▶ _Problem statement_
Copy the lines below word for word, beginning at the line that contains "any church spire?" and stopping after the line that contains "0;0;1288;514", with both of those lines included.

════════

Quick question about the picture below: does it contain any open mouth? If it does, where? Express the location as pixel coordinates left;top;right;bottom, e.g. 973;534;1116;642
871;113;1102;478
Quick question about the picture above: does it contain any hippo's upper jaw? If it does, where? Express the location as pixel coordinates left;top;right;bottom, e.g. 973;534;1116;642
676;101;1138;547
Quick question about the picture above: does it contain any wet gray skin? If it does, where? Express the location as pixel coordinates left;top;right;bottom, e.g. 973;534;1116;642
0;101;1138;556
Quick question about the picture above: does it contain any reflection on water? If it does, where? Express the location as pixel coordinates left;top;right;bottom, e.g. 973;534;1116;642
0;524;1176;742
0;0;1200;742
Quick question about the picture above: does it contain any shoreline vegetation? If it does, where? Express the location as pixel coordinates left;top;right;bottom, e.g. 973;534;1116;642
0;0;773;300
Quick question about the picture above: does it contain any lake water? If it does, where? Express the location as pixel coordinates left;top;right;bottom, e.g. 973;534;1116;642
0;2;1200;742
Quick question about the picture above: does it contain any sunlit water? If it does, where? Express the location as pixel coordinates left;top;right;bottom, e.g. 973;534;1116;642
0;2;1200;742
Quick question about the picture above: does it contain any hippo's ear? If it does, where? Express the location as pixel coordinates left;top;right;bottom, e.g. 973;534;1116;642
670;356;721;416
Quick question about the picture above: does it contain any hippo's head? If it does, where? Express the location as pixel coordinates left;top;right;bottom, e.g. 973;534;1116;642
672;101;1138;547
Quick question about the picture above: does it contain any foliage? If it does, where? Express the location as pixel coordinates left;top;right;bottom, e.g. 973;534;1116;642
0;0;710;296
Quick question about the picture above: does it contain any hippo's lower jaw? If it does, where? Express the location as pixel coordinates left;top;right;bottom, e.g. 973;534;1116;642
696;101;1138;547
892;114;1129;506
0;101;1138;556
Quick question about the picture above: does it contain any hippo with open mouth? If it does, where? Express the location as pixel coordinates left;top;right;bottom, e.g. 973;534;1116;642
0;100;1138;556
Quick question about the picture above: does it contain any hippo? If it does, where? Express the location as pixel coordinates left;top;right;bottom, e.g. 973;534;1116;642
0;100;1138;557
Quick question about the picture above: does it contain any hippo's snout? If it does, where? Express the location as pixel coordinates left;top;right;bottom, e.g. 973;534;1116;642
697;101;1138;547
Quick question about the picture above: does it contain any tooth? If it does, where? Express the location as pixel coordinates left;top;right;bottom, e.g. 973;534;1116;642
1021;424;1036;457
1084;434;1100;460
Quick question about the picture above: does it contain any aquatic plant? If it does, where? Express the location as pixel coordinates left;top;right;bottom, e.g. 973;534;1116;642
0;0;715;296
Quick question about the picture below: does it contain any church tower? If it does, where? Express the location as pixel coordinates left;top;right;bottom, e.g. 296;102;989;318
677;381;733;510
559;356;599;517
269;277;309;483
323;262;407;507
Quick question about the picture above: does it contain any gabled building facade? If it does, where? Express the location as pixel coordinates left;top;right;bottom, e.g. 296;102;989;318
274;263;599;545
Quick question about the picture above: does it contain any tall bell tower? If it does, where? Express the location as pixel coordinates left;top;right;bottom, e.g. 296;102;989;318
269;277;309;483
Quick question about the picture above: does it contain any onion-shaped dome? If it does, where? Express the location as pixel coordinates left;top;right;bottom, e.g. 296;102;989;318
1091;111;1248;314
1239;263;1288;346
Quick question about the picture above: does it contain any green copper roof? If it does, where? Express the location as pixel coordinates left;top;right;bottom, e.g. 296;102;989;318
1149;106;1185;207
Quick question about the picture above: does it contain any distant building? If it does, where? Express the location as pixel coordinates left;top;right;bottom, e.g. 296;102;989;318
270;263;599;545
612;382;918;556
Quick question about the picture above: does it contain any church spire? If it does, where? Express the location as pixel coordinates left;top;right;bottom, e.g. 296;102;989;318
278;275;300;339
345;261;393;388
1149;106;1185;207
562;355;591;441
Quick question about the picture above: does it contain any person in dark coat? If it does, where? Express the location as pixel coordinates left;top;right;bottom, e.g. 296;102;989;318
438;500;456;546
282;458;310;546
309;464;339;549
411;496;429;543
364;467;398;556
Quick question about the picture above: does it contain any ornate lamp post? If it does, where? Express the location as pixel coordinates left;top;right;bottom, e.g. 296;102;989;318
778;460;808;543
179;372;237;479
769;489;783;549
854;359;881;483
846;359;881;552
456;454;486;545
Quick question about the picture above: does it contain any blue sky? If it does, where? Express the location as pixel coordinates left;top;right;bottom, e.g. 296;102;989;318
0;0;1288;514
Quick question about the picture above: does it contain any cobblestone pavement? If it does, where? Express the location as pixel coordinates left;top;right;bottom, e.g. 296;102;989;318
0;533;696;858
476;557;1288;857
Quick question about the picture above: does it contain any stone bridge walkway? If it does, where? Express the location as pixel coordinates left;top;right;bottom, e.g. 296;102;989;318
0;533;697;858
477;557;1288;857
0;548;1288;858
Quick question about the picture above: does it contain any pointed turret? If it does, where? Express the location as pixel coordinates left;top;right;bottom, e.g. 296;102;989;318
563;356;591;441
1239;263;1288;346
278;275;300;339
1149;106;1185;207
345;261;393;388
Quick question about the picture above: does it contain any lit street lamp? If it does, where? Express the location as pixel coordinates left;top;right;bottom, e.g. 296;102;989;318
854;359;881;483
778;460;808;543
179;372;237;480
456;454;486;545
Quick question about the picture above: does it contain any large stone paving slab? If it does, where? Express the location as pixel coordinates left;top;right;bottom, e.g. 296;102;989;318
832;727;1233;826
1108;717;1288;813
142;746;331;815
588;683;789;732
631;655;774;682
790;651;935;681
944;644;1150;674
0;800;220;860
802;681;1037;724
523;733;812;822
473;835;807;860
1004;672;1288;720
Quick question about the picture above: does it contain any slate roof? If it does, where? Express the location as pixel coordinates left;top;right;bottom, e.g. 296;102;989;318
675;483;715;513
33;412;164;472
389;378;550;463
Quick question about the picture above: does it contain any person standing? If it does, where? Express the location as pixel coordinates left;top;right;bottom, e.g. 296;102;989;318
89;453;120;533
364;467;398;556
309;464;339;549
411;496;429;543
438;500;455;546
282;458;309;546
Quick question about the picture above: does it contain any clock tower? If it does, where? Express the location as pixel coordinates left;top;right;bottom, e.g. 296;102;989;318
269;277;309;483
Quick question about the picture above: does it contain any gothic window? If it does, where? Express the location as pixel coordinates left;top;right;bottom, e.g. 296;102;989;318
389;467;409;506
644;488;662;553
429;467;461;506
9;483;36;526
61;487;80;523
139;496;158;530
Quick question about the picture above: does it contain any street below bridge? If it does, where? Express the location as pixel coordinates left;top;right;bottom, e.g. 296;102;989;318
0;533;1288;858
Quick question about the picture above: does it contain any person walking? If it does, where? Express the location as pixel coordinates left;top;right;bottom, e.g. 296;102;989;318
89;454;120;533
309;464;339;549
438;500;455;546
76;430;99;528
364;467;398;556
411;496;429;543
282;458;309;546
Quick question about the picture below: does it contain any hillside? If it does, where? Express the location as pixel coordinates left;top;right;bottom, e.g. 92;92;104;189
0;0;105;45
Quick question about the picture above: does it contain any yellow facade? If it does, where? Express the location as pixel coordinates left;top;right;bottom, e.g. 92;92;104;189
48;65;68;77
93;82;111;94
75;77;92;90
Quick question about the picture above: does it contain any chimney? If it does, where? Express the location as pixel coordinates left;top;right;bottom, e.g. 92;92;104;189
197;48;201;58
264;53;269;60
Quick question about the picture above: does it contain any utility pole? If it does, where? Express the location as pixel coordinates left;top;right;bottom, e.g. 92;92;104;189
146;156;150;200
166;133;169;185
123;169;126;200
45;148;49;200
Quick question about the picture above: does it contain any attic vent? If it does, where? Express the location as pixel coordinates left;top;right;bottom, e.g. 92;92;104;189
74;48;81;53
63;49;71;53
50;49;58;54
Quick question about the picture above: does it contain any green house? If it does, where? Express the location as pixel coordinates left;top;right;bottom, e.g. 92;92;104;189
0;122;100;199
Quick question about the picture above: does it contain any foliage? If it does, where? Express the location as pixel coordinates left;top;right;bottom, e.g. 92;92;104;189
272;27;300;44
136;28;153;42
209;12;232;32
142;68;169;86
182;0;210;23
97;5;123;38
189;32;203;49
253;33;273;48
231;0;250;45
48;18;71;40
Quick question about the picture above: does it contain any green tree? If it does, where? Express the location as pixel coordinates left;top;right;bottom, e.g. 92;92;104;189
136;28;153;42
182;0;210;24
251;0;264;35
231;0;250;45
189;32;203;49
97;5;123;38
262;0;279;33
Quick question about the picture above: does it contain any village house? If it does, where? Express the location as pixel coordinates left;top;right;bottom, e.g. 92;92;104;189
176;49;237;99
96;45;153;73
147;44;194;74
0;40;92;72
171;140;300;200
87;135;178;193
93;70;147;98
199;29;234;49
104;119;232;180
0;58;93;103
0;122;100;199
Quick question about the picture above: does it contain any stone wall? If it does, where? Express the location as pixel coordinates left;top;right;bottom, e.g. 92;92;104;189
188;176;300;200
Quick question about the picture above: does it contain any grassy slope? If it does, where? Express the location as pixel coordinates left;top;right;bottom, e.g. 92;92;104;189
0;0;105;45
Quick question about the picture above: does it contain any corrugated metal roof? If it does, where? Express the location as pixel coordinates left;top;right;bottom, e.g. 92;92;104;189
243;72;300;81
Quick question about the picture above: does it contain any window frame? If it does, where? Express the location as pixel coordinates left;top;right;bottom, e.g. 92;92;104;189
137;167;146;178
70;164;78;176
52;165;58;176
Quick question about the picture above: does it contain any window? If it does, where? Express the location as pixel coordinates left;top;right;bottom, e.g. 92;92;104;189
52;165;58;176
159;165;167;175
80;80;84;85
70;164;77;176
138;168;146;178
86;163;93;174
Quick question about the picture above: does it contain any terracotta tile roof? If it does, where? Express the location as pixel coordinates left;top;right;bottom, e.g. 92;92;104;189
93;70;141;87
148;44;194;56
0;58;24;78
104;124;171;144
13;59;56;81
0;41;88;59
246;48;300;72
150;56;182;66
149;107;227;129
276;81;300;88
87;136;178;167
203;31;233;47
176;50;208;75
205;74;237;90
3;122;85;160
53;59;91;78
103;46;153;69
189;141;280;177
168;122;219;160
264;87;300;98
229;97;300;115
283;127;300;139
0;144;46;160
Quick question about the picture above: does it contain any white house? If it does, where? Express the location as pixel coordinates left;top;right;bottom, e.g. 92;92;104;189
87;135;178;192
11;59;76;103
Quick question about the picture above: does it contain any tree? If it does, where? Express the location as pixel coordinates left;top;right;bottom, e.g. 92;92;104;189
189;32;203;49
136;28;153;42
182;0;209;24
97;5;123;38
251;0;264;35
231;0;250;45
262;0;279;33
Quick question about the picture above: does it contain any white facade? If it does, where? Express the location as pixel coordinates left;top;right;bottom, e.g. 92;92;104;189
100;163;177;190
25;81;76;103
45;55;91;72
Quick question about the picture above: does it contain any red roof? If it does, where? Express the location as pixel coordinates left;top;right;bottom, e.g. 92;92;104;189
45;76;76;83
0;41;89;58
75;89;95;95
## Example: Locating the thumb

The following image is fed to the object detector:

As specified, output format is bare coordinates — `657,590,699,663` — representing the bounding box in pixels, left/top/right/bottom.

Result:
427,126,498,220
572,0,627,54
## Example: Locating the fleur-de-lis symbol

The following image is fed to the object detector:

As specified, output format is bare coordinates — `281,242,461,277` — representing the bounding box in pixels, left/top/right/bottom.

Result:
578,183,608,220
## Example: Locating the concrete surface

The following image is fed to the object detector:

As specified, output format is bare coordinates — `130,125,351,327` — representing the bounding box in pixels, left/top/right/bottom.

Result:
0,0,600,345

════════

▶ _Reply to the task_
Quick question about the picture above: does it contain any church spire? If it does, where? Express the location as pixel coordinates left;top;right;bottom, e.g. 296;102;989;318
278;275;300;339
345;261;393;388
1149;106;1185;207
562;355;591;441
Quick question about the picture above: does it contain any person in dark coat? If it does, where? Express the location as pixel coordinates left;top;right;bottom, e.g. 296;102;989;318
438;500;456;546
282;458;310;546
309;464;339;549
411;496;429;543
364;467;398;556
Quick question about the picture above: does it contain any ornate lamp post? If it does, where? Express the location as pixel coordinates left;top;right;bottom, e.g. 296;102;989;318
778;460;808;543
179;372;237;479
769;489;783;549
854;359;881;483
846;359;881;552
456;454;486;545
Quick question about the picture above: does it contain any blue sky? If it does, where? Express the location as pixel coordinates left;top;right;bottom, e.g. 296;102;989;318
0;0;1288;514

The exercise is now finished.